### TEXTO-FONTE
##############################

Assim como Brás Cubas, o personagem fundador da literatura cínica de Machado de Assis, o narrador de O Vício do Amor (Record, 2011), de Mario Sabino, é alguém fora do mundo, e que pode, portanto, dizer o que bem quer sobre as pessoas ao seu redor. Se Brás Cubas teve que deixar, em tese, o mundo físico para rir da pretensão dos de sua classe, outra é a forma de se retirar do narrador deste romance que não deixa nenhuma reputação a salvo.

Um mecanismo narrativo é central nesta obra – a mobilidade identitária do narrador. Ele se apresenta como Marco Levi – um autor judeu –, e cria uma versão de sua vida. Para, logo depois, confessar com a maior desfaçatez, macunaimicamente: "Eu disse que me chamava Marco Levi, mas é mentira" (p.53). Dá então o novo nome: Ranuccio Tomassini, construindo outra história para este indivíduo. E aí vem nova rasteira, pois ele em seguida zomba do leitor: como pôde acreditar em personagem com nome tão ridículo? E confessa se chamar Mario Sabino, o que é mais um disfarce, dos muitos que conduzirão a narrativa de revelação em revelação.

##############################

Entradas de dados armazenadas:

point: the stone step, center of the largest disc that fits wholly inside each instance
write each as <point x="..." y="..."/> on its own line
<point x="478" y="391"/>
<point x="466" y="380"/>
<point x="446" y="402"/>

##############################

### TAREFAS OBRIGATÓRIAS
1) Resuma em duas frases o texto sobre O Vício do Amor.
2) Dê continuidade ao texto sobre O Vício do Amor a partir da última frase apresentada.

### RESPOSTAS POR ITEM
1) Como Brás Cubas, de Machado de Assis, o narrador de O Vício do Amor, de Mario Sabino, está fora do mundo e pode, portanto, dizer o que bem quer sobre as pessoas ao seu redor, sem deixar nenhuma reputação a salvo. O mecanismo central da obra é a mobilidade identitária desse narrador, que se apresenta como Marco Levi, depois como Ranuccio Tomassini e em seguida como Mario Sabino, mais um dos muitos disfarces que conduzem a narrativa de revelação em revelação.

2)
Em um processo contínuo de depreciação de tudo, e principalmente de autodepreciação, Mario Sabino, o autor ficcional, exerce um poder destruidor sobre as miragens humanas. Relações familiares, amizades, arte, literatura, sexo, amor, trabalho, principalmente trabalho, tudo é visto de uma forma despudoramente crítica: "trabalho é felação contínua e monótona" (p. 54). Este talvez seja o livro mais violento da literatura brasileira contemporânea, pois o narrador não respeita nenhuma ilusão. Devassa a subserviência interesseira dos serviçais, mas também desmascara os patrões, por conta da avidez. Ele não se reconhece em nenhum dos lados, confessando que "é fácil virar comunista quando se ouve um grande empresário ou um banqueiro discorrendo sobre o único assunto que os interessa: produtividade e lucro" (p.70). A aversão ao trabalho é o eixo desta trajetória.

Abandonado pelo pai, criado por uma mãe indiferente, o personagem se faz jornalista e conhece o lado mais sórdido do ser humano. Nesta fase, o trabalho é uma extensão das humilhações sofridas na infância e na juventude, o que o leva a uma doença de fundo nervoso. Se a orfandade minou a sua personalidade, o trabalho tratou de tentar destruí-la. Do começo ao fim, a presença de discussões e sessões psicanalíticas revela um esforço muito grande deste narrador para se reconstruir.

Ele só sobrevive porque herda dinheiro, muito dinheiro, e pode fazer sua retirada do mundo produtivo. Do ponto de vista simbólico, esta mudança se efetiva quando ele transforma a encomenda de um artigo de US$ 300 (sobre trabalho) em um romance, espaço ficcional em que pode ser quem ele bem quer, ou não ser nada.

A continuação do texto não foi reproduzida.